▶ Daftar Tugas:
(1) Terjemahkan kalimat "Penetrasi pasar otomotif di Indonesia tergolong masih rendah, yakni sekitar 79 mobil per 1.000 penduduk." dari artikel tentang pasar otomotif ke dalam bahasa Inggris.
(2) Menurut artikel tentang pasar otomotif, berapa kecepatan rata-rata mobil di jalan raya di Jakarta pada 2010?
(3) Ketik ulang sebagian artikel tentang pasar otomotif tanpa perubahan apa pun, dimulai dari "PASAR produk otomotif" dan terus hingga "mencapai 1,1 juta unit.".

▶ Teks Sumber:
# # # # # # #

Jump to content
FJB - Forum Jual Beli Indonesia

Archived

This topic is now archived and is closed to further replies.

Parno

ANALISIS AWAL PEKAN: Setelah 1 Juta Unit, Lalu Apa?

Recommended Posts

PASAR produk otomotif dalam negeri tahun ini diperkirakan menembus angka psikologis 1 juta unit, atau lebih cepat setahun dari prediksi para analis. Mengingat angka penjualan dari berbagai jenis dan merek selama Januari-Oktober saja sudah di posisi 922.200 unit, maka pada akhir tahun ini tidak sulit kiranya untuk mencapai 1,1 juta unit.

 

 

 

Semula, angka penjualan 1 juta mobil digadang-gadang terealisasi pada 2013, yang dibayang-bayangi kondisi paradoks terhadap prestasi itu, karena setahun kemudian, pada 2014, Jakarta diperkirakan mengalami kelumpuhan akibat ketidakseimbangan pasok jumlah kendaraan baru dengan penam bahan panjang jalan. Kecepatan ratarata mobil di jalan raya di Jakarta pada 2010 hanya 8,4 km per jam.

 

 

 

Dengan volume pasar di atas 1 juta unit per tahun—dan terus meningkat—maka Indonesia diprediksi masuk sebagai kelompok elite pemilik pasar mobil terbesar dunia, yang 10 besar saat ini dikuasai oleh China (18,35 juta unit), AS (12,78 juta unit), Eropa (13,5 juta), Brasil (3,4 juta), Jerman (3,17 juta), Jepang (2,68 juta), Rusia (2,6juta), Prancis (2,20 juta), India (1,95juta), Inggris (1,94 juta), dan Italia (1,75 juta).

 

 

 

Ekonomi atau produk domestik bruto (PDB) Indonesia yang kini bernilai sekitar US$1,1 triliun dan PDB per kapita tidak kurang dari US$4.000 berimbas pada pencapaian pasar mobil yang menembus angka 1,1 juta unit.

 

 

 

Dengan asumsi pertumbuhan ekonomi relatif terjaga, maka pada 2030—ketika perekonomian Indonesia sesuai dengan prediksi mampu menduduki peringkat keenam dunia, atau hampir sama dengan Jerman saat ini—bukan tidak mungkin pasar mobil kita akan menggelembung di atas 3 juta unit per tahun.

 

 

 

Penetrasi pasar otomotif di Indonesia tergolong masih rendah, yakni sekitar 79 mobil per 1.000 penduduk. Thailand sudah mencapai angka 165 dan Malaysia sekitar 350 mobil per 1.000 penduduk.

# # # # # # #

▶ Data yang Diberikan:
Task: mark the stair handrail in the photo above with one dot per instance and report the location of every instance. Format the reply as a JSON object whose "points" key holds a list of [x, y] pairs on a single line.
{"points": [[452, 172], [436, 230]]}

# # # # # # #

▶ Jawaban:
(1) Automotive market penetration in Indonesia is still relatively low, at around 79 cars per 1,000 people.

(2) Kecepatan rata-rata mobil di jalan raya di Jakarta pada 2010 hanya 8,4 km per jam.

(3)
PASAR produk otomotif dalam negeri tahun ini diperkirakan menembus angka psikologis 1 juta unit, atau lebih cepat setahun dari prediksi para analis. Mengingat angka penjualan dari berbagai jenis dan merek selama Januari-Oktober saja sudah di posisi 922.200 unit, maka pada akhir tahun ini tidak sulit kiranya untuk mencapai 1,1 juta unit.